| Prompt |
Only an exact repetition is needed: the lines from the start of the listing below through the line that contains "target | windshield wiper", pictures omitted.

--*--

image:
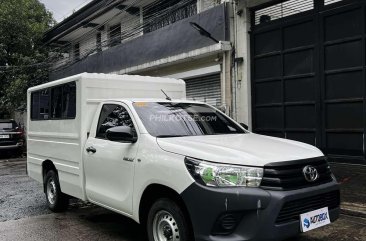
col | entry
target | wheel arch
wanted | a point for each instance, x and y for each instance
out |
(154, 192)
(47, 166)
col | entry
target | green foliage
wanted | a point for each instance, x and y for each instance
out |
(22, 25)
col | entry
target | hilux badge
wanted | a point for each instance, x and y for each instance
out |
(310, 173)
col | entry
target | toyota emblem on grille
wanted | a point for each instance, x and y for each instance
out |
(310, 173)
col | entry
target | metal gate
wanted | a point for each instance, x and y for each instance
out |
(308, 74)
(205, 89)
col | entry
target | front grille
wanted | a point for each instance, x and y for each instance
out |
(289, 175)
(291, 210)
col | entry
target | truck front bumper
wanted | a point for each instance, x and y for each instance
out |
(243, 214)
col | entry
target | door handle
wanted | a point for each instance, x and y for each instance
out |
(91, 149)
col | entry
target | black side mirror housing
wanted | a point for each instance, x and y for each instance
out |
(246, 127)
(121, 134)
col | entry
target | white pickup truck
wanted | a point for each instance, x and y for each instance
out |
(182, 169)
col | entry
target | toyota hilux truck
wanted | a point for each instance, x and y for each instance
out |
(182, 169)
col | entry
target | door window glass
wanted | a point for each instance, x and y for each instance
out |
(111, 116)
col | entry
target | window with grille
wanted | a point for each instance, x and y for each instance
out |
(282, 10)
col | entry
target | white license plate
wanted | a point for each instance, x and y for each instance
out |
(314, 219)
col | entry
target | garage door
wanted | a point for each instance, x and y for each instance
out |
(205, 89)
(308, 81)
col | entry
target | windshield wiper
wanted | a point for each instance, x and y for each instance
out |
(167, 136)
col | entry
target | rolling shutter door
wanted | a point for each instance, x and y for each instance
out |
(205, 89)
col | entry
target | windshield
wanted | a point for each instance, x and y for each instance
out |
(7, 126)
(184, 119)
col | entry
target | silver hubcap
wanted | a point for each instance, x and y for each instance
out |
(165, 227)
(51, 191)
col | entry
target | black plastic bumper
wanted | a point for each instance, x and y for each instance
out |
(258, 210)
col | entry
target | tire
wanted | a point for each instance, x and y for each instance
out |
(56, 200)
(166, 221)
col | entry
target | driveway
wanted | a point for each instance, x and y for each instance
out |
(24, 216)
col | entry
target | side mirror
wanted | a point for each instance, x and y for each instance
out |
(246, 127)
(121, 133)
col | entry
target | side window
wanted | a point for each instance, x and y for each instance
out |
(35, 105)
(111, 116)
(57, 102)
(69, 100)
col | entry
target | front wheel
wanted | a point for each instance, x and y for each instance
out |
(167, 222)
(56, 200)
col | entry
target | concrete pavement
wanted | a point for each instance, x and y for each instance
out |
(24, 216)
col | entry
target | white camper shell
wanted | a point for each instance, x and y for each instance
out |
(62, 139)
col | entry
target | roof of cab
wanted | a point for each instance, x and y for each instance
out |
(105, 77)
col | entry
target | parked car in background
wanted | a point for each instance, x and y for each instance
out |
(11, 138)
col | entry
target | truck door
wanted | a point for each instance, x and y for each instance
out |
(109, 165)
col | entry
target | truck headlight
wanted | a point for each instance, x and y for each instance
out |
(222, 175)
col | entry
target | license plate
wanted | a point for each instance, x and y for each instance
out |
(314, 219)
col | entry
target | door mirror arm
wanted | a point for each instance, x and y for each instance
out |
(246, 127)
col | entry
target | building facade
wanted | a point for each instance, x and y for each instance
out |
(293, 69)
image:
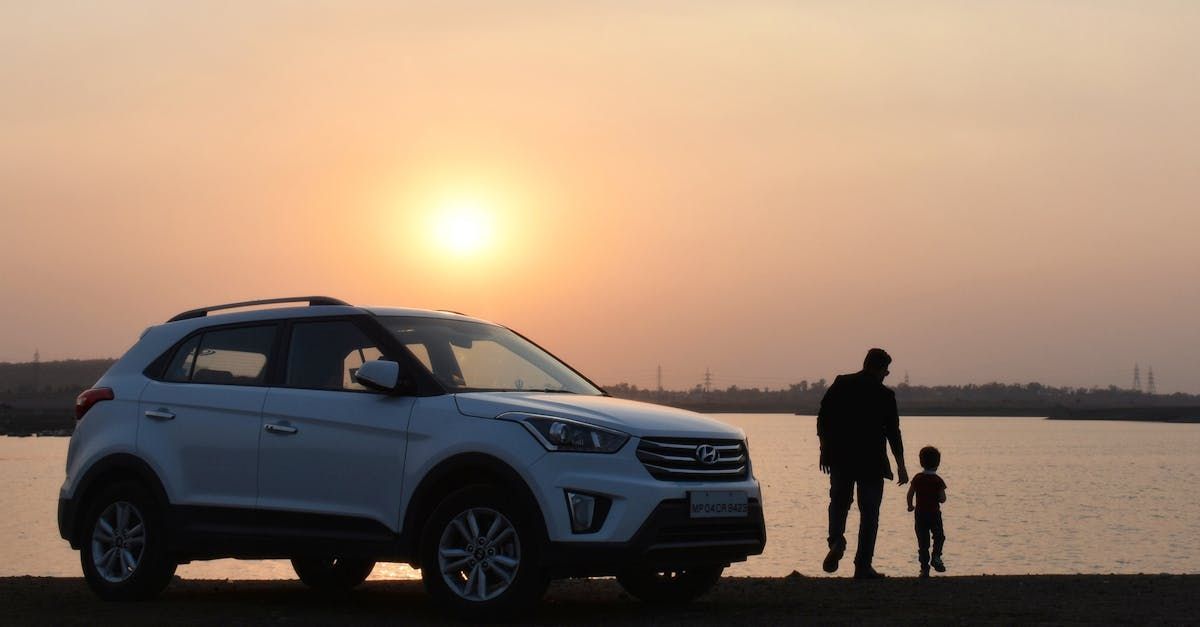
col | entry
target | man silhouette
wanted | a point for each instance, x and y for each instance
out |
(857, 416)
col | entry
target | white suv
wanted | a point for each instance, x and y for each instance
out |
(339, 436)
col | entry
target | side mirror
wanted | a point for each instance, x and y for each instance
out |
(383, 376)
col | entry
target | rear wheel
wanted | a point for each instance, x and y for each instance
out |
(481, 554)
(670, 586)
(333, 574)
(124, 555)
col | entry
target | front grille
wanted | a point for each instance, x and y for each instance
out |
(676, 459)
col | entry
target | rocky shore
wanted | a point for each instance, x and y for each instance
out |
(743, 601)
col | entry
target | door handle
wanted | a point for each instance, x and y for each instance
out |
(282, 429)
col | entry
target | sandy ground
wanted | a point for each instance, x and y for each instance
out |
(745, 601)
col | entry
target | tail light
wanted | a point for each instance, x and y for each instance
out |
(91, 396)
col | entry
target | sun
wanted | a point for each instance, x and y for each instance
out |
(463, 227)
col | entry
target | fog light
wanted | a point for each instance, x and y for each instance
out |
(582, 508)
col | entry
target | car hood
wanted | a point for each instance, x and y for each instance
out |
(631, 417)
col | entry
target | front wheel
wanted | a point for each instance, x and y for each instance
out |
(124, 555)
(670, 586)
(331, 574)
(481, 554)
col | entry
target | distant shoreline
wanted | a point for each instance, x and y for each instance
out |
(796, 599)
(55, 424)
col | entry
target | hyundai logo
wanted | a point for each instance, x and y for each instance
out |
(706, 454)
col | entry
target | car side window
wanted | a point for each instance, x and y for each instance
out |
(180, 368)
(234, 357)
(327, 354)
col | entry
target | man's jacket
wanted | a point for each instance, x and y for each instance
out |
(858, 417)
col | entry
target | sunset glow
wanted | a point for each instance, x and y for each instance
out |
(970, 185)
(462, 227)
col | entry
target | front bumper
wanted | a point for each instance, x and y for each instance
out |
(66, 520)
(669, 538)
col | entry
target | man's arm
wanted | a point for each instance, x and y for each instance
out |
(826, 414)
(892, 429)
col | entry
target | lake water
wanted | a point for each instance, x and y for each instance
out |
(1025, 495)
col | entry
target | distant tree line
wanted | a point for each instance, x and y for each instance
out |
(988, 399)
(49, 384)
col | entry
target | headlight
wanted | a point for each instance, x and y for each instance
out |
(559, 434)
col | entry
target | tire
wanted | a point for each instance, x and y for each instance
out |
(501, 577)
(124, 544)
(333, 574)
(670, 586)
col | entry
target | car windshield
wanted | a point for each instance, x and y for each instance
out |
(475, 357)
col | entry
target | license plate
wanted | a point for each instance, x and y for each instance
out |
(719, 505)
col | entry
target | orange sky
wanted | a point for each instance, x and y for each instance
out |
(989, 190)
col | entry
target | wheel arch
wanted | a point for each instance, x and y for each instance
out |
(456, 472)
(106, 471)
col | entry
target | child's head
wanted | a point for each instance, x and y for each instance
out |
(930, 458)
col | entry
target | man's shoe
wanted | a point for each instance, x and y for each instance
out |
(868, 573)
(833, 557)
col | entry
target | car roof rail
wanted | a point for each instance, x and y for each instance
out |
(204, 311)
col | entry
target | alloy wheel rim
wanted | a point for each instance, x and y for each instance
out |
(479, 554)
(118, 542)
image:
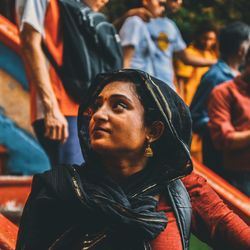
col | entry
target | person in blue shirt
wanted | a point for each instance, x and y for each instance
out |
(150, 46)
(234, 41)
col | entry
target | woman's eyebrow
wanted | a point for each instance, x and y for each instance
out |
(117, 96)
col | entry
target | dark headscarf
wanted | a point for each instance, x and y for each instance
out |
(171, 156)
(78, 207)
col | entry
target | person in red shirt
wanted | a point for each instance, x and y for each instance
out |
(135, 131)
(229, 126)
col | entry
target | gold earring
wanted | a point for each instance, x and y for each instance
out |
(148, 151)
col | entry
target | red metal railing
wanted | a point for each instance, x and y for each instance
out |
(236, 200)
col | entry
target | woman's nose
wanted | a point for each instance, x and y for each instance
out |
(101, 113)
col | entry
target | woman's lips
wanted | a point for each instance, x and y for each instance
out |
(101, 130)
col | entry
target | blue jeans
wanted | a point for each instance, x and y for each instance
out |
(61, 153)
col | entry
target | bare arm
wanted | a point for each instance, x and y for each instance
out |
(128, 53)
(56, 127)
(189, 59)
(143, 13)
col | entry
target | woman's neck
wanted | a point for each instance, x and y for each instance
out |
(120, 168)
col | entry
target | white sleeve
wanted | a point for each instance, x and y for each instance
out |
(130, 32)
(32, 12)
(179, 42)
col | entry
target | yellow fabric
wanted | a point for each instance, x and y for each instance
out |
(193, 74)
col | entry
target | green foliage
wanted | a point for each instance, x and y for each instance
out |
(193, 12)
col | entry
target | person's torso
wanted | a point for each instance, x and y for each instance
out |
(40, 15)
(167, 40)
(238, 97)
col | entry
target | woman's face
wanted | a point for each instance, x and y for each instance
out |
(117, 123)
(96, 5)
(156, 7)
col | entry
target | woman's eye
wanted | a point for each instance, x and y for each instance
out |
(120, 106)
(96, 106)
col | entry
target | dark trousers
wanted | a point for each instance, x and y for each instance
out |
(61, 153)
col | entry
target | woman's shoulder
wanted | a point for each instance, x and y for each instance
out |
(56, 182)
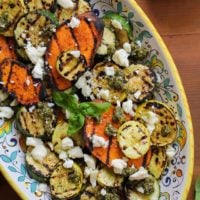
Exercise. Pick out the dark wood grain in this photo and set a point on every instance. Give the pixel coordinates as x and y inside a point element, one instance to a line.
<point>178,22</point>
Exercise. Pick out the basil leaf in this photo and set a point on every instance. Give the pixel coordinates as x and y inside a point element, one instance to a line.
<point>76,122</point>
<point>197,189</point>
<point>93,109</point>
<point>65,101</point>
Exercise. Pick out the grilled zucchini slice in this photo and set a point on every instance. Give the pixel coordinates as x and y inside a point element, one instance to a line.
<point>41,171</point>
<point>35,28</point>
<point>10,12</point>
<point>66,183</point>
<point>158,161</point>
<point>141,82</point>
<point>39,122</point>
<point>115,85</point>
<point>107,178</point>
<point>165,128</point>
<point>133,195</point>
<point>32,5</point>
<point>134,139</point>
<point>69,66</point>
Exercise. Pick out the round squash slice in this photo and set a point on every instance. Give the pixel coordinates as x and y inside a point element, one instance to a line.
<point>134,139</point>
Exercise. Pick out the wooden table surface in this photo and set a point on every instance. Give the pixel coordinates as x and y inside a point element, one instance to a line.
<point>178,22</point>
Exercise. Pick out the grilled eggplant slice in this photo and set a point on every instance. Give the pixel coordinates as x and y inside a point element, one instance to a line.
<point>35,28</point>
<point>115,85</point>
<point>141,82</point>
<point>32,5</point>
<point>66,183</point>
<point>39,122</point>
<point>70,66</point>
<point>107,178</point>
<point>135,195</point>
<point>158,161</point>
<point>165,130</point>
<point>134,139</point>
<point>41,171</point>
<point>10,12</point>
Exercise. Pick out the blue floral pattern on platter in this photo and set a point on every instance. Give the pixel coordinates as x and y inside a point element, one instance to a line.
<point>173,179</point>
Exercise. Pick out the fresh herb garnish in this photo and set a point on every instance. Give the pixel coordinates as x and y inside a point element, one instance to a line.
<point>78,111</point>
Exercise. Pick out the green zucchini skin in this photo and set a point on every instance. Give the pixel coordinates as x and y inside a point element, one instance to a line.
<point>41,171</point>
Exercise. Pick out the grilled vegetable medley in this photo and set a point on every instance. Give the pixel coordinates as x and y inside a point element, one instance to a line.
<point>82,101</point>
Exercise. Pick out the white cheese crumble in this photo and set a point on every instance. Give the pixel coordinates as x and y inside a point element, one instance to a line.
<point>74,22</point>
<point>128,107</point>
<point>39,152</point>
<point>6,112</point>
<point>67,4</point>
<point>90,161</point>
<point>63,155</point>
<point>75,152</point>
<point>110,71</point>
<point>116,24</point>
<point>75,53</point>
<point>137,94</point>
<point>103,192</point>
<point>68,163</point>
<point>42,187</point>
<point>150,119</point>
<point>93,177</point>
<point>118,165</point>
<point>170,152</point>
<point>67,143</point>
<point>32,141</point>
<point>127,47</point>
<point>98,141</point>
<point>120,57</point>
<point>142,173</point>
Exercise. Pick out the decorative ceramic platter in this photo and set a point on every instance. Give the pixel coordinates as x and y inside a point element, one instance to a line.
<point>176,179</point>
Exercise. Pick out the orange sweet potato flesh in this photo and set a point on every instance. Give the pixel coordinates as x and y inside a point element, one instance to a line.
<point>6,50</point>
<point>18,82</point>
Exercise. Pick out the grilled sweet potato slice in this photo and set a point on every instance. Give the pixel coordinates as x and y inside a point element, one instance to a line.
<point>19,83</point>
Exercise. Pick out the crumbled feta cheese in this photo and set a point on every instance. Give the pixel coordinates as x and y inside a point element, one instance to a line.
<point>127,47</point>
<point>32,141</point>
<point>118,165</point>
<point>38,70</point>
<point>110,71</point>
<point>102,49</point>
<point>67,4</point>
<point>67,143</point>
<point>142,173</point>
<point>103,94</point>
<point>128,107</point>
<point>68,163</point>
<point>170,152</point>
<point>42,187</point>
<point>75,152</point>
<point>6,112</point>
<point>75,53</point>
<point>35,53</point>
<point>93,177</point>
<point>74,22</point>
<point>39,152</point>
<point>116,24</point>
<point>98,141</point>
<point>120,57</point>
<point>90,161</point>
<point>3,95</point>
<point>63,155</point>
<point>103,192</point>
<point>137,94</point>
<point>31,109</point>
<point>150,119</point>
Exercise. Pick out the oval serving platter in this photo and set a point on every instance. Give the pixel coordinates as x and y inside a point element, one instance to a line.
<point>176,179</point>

--*--

| Solved problem |
image:
col | entry
target | wheel arch
wanted | a point for each instance, x and y for each instance
out |
(154, 192)
(47, 166)
col | entry
target | green foliage
wanted | a point for each instance, x and y for each instance
out |
(22, 25)
col | entry
target | hilux badge
wanted | a point for each instance, x and y for each instance
out |
(310, 173)
col | entry
target | toyota emblem on grille
wanted | a point for each instance, x and y for each instance
out |
(310, 173)
col | entry
target | metal gate
wanted | a point for each instance, x and y for each instance
out |
(308, 74)
(205, 89)
col | entry
target | front grille
wanted | a point for each instance, x and y for each instance
out |
(289, 175)
(291, 210)
col | entry
target | truck front bumper
wanted | a point for each instance, x and y for each instance
out |
(243, 214)
col | entry
target | door handle
wanted | a point for each instance, x and y for each instance
out |
(91, 149)
col | entry
target | black side mirror housing
wanted | a point for each instance, x and y for each instance
out |
(246, 127)
(121, 134)
col | entry
target | white pickup truck
wanted | a point for each instance, x and y for each instance
out |
(182, 169)
col | entry
target | toyota hilux truck
wanted | a point for each instance, x and y for each instance
out |
(182, 169)
col | entry
target | door window glass
wanted | a point for each instance, x and y for each instance
out |
(111, 116)
col | entry
target | window with grille
wanted | a point for each instance, x and y for each instance
out |
(282, 10)
col | entry
target | white license plate
wanted | a point for each instance, x and y for each instance
out |
(314, 219)
col | entry
target | garage door
wanted | a point for each instance, x and y for each instance
out |
(205, 89)
(308, 81)
col | entry
target | windshield wiper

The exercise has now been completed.